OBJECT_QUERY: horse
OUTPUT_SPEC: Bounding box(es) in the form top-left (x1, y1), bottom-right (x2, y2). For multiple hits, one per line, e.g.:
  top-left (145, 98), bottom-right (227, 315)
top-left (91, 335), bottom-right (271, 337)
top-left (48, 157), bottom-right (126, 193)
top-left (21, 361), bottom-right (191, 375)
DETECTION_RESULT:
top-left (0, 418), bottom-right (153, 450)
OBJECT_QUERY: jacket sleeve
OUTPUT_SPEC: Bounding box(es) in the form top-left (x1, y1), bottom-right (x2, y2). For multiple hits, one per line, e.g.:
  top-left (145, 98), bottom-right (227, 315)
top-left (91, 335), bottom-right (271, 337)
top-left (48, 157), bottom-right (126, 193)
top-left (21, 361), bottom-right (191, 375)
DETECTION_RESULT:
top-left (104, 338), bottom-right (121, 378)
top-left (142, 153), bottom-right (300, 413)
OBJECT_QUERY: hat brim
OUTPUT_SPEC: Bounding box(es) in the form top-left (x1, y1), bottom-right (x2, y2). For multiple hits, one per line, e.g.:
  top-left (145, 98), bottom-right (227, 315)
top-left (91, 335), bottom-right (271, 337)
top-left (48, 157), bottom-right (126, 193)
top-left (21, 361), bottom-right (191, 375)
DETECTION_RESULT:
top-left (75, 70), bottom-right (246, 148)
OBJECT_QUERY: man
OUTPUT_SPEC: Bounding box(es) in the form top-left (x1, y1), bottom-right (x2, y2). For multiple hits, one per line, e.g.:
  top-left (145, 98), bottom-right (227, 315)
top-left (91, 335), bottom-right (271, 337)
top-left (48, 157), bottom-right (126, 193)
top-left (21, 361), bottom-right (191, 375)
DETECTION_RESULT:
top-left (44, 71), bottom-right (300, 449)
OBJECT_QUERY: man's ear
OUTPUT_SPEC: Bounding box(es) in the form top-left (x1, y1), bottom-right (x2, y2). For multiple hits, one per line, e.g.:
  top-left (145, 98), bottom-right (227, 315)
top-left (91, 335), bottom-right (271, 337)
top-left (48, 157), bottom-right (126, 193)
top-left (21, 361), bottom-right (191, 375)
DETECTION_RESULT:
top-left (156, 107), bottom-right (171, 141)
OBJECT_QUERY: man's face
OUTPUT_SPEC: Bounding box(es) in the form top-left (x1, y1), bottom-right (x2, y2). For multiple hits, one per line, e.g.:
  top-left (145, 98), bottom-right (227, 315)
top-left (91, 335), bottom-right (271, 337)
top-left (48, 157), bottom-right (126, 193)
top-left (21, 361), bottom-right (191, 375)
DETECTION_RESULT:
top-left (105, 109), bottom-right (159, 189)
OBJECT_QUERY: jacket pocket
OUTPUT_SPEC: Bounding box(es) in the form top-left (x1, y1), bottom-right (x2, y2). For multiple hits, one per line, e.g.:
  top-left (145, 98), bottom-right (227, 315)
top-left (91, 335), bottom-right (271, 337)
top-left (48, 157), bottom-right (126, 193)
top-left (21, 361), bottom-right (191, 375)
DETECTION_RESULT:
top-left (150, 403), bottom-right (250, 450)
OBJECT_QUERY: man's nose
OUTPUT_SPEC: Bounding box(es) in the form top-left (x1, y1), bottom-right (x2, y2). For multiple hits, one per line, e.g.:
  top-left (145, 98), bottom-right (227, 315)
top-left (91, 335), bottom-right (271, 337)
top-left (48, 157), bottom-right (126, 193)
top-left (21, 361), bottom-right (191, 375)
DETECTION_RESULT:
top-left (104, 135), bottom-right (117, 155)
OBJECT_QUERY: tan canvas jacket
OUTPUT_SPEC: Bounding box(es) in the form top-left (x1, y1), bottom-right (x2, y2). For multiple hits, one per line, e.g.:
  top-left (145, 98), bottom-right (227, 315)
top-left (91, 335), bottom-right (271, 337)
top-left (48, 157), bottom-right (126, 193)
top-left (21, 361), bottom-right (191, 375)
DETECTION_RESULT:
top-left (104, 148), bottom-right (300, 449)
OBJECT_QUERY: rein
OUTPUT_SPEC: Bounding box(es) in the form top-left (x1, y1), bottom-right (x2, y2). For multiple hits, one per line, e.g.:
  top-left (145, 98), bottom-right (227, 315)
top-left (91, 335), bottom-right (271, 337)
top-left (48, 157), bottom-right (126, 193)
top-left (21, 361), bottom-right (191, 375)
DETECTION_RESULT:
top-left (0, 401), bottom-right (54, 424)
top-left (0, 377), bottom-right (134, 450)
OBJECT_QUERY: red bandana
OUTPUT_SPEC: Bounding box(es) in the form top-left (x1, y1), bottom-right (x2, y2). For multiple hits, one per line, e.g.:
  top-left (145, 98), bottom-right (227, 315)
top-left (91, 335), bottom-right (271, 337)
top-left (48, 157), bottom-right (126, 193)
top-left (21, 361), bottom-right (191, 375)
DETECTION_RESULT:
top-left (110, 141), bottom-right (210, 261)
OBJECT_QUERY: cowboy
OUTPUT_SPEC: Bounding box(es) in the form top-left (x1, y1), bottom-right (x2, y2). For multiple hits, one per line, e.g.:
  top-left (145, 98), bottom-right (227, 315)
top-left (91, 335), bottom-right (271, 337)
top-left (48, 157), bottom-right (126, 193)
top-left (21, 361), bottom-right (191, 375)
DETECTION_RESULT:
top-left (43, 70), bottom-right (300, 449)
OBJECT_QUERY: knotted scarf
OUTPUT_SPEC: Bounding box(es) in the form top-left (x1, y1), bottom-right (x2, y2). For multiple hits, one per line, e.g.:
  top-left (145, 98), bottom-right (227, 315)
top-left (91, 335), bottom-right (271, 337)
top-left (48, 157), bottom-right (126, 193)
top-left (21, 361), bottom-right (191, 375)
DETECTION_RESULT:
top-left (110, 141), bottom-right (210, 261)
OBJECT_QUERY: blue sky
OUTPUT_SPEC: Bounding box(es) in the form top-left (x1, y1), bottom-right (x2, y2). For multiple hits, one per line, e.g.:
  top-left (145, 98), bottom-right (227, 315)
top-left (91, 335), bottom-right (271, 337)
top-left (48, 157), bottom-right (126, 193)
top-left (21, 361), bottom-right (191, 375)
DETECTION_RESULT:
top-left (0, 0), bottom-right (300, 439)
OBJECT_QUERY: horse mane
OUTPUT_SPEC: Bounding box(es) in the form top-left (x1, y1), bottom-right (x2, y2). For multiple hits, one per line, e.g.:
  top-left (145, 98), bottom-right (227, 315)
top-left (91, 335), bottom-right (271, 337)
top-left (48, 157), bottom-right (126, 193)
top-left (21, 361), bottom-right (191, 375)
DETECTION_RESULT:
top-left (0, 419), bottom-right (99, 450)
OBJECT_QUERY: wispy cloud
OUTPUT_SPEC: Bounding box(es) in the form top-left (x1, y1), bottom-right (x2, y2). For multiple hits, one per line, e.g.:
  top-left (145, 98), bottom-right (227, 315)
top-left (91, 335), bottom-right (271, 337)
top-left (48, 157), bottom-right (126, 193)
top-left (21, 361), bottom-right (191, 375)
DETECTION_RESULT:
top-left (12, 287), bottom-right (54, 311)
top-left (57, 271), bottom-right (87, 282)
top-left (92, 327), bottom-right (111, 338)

• • • •

Direction
Reproduce the listing above line for line, without changing anything.

Response
OBJECT_QUERY: horse
OUTPUT_SPEC: Bounding box(es) in the form top-left (x1, y1), bottom-right (x2, y2). For multiple hits, one per line, e.g.:
  top-left (145, 98), bottom-right (227, 315)
top-left (91, 335), bottom-right (271, 337)
top-left (48, 157), bottom-right (126, 193)
top-left (21, 361), bottom-right (191, 375)
DETECTION_RESULT:
top-left (0, 418), bottom-right (153, 450)
OBJECT_QUERY: jacket sleeve
OUTPUT_SPEC: Bounding box(es) in the form top-left (x1, y1), bottom-right (x2, y2). For multiple hits, one per line, e.g.:
  top-left (145, 98), bottom-right (227, 315)
top-left (91, 335), bottom-right (271, 337)
top-left (48, 157), bottom-right (126, 193)
top-left (21, 361), bottom-right (191, 375)
DETECTION_RESULT:
top-left (104, 338), bottom-right (121, 378)
top-left (142, 153), bottom-right (300, 413)
OBJECT_QUERY: hat brim
OUTPUT_SPEC: Bounding box(es) in the form top-left (x1, y1), bottom-right (x2, y2). For multiple hits, one per line, e.g.:
  top-left (145, 98), bottom-right (227, 315)
top-left (91, 335), bottom-right (271, 337)
top-left (48, 157), bottom-right (126, 193)
top-left (21, 361), bottom-right (191, 375)
DETECTION_RESULT:
top-left (75, 70), bottom-right (246, 148)
OBJECT_QUERY: man
OUTPUT_SPEC: Bounding box(es) in the form top-left (x1, y1), bottom-right (x2, y2). For multiple hits, one per line, e.g.:
  top-left (145, 98), bottom-right (227, 315)
top-left (91, 335), bottom-right (271, 337)
top-left (48, 157), bottom-right (126, 193)
top-left (21, 361), bottom-right (191, 375)
DETECTION_RESULT:
top-left (44, 71), bottom-right (300, 449)
OBJECT_QUERY: man's ear
OUTPUT_SPEC: Bounding box(es) in the form top-left (x1, y1), bottom-right (x2, y2). For multiple hits, one per line, e.g.:
  top-left (145, 98), bottom-right (227, 315)
top-left (91, 335), bottom-right (271, 337)
top-left (48, 157), bottom-right (126, 193)
top-left (21, 361), bottom-right (191, 375)
DETECTION_RESULT:
top-left (156, 107), bottom-right (171, 141)
OBJECT_QUERY: man's face
OUTPUT_SPEC: Bounding box(es) in the form top-left (x1, y1), bottom-right (x2, y2). For multiple hits, one per line, e.g.:
  top-left (145, 98), bottom-right (227, 315)
top-left (91, 335), bottom-right (271, 337)
top-left (48, 157), bottom-right (126, 193)
top-left (21, 361), bottom-right (191, 375)
DETECTION_RESULT:
top-left (105, 109), bottom-right (159, 189)
OBJECT_QUERY: jacket pocket
OUTPUT_SPEC: Bounding box(es) in the form top-left (x1, y1), bottom-right (x2, y2). For multiple hits, one per line, e.g.:
  top-left (145, 98), bottom-right (227, 315)
top-left (91, 335), bottom-right (271, 337)
top-left (48, 157), bottom-right (126, 193)
top-left (21, 361), bottom-right (191, 375)
DETECTION_RESULT:
top-left (150, 403), bottom-right (250, 450)
OBJECT_QUERY: man's nose
OUTPUT_SPEC: Bounding box(es) in the form top-left (x1, y1), bottom-right (x2, y2). For multiple hits, one per line, e.g.:
  top-left (145, 98), bottom-right (227, 315)
top-left (91, 335), bottom-right (271, 337)
top-left (48, 157), bottom-right (126, 193)
top-left (21, 361), bottom-right (191, 375)
DETECTION_RESULT:
top-left (104, 135), bottom-right (117, 155)
OBJECT_QUERY: tan canvas jacket
OUTPUT_SPEC: Bounding box(es) in the form top-left (x1, y1), bottom-right (x2, y2). For multiple hits, one per line, e.g.:
  top-left (145, 98), bottom-right (227, 315)
top-left (91, 335), bottom-right (271, 337)
top-left (48, 157), bottom-right (126, 193)
top-left (21, 361), bottom-right (191, 375)
DETECTION_RESULT:
top-left (104, 148), bottom-right (300, 449)
OBJECT_QUERY: rein
OUTPUT_SPEC: Bounding box(es) in the form top-left (x1, y1), bottom-right (x2, y2). For multiple hits, one per line, e.g.:
  top-left (145, 98), bottom-right (227, 315)
top-left (91, 335), bottom-right (271, 337)
top-left (48, 157), bottom-right (126, 193)
top-left (21, 361), bottom-right (191, 375)
DETECTION_RESULT:
top-left (0, 401), bottom-right (54, 424)
top-left (0, 377), bottom-right (134, 450)
OBJECT_QUERY: red bandana
OUTPUT_SPEC: Bounding box(es) in the form top-left (x1, y1), bottom-right (x2, y2). For multiple hits, one per line, e.g.:
  top-left (145, 98), bottom-right (227, 315)
top-left (91, 335), bottom-right (271, 337)
top-left (48, 157), bottom-right (126, 193)
top-left (21, 361), bottom-right (191, 375)
DETECTION_RESULT:
top-left (110, 141), bottom-right (210, 261)
OBJECT_QUERY: cowboy
OUTPUT_SPEC: Bounding box(es) in the form top-left (x1, y1), bottom-right (x2, y2). For multiple hits, one per line, e.g.:
  top-left (145, 98), bottom-right (227, 315)
top-left (91, 335), bottom-right (271, 337)
top-left (48, 157), bottom-right (126, 193)
top-left (21, 361), bottom-right (191, 375)
DETECTION_RESULT:
top-left (43, 70), bottom-right (300, 449)
OBJECT_QUERY: knotted scarf
OUTPUT_SPEC: Bounding box(es) in the form top-left (x1, y1), bottom-right (x2, y2). For multiple hits, one per line, e.g.:
  top-left (145, 98), bottom-right (227, 315)
top-left (91, 335), bottom-right (271, 337)
top-left (48, 157), bottom-right (126, 193)
top-left (21, 361), bottom-right (191, 375)
DETECTION_RESULT:
top-left (110, 141), bottom-right (210, 261)
OBJECT_QUERY: blue sky
OUTPUT_SPEC: Bounding box(es) in the form top-left (x1, y1), bottom-right (x2, y2). For multiple hits, one per line, e.g.:
  top-left (145, 98), bottom-right (227, 315)
top-left (91, 335), bottom-right (271, 337)
top-left (48, 157), bottom-right (126, 193)
top-left (21, 361), bottom-right (191, 375)
DETECTION_RESULT:
top-left (0, 0), bottom-right (300, 439)
OBJECT_QUERY: horse mane
OUTPUT_SPEC: Bounding box(es) in the form top-left (x1, y1), bottom-right (x2, y2). For multiple hits, one per line, e.g.:
  top-left (145, 98), bottom-right (227, 315)
top-left (91, 335), bottom-right (271, 337)
top-left (48, 157), bottom-right (126, 193)
top-left (21, 361), bottom-right (191, 375)
DETECTION_RESULT:
top-left (0, 419), bottom-right (99, 450)
OBJECT_QUERY: wispy cloud
OUTPUT_SPEC: Bounding box(es) in the form top-left (x1, y1), bottom-right (x2, y2). For multiple hits, one per line, e.g.:
  top-left (145, 98), bottom-right (227, 315)
top-left (91, 335), bottom-right (271, 337)
top-left (48, 157), bottom-right (126, 193)
top-left (21, 361), bottom-right (191, 375)
DETECTION_RESULT:
top-left (12, 287), bottom-right (54, 311)
top-left (57, 271), bottom-right (87, 282)
top-left (92, 327), bottom-right (111, 338)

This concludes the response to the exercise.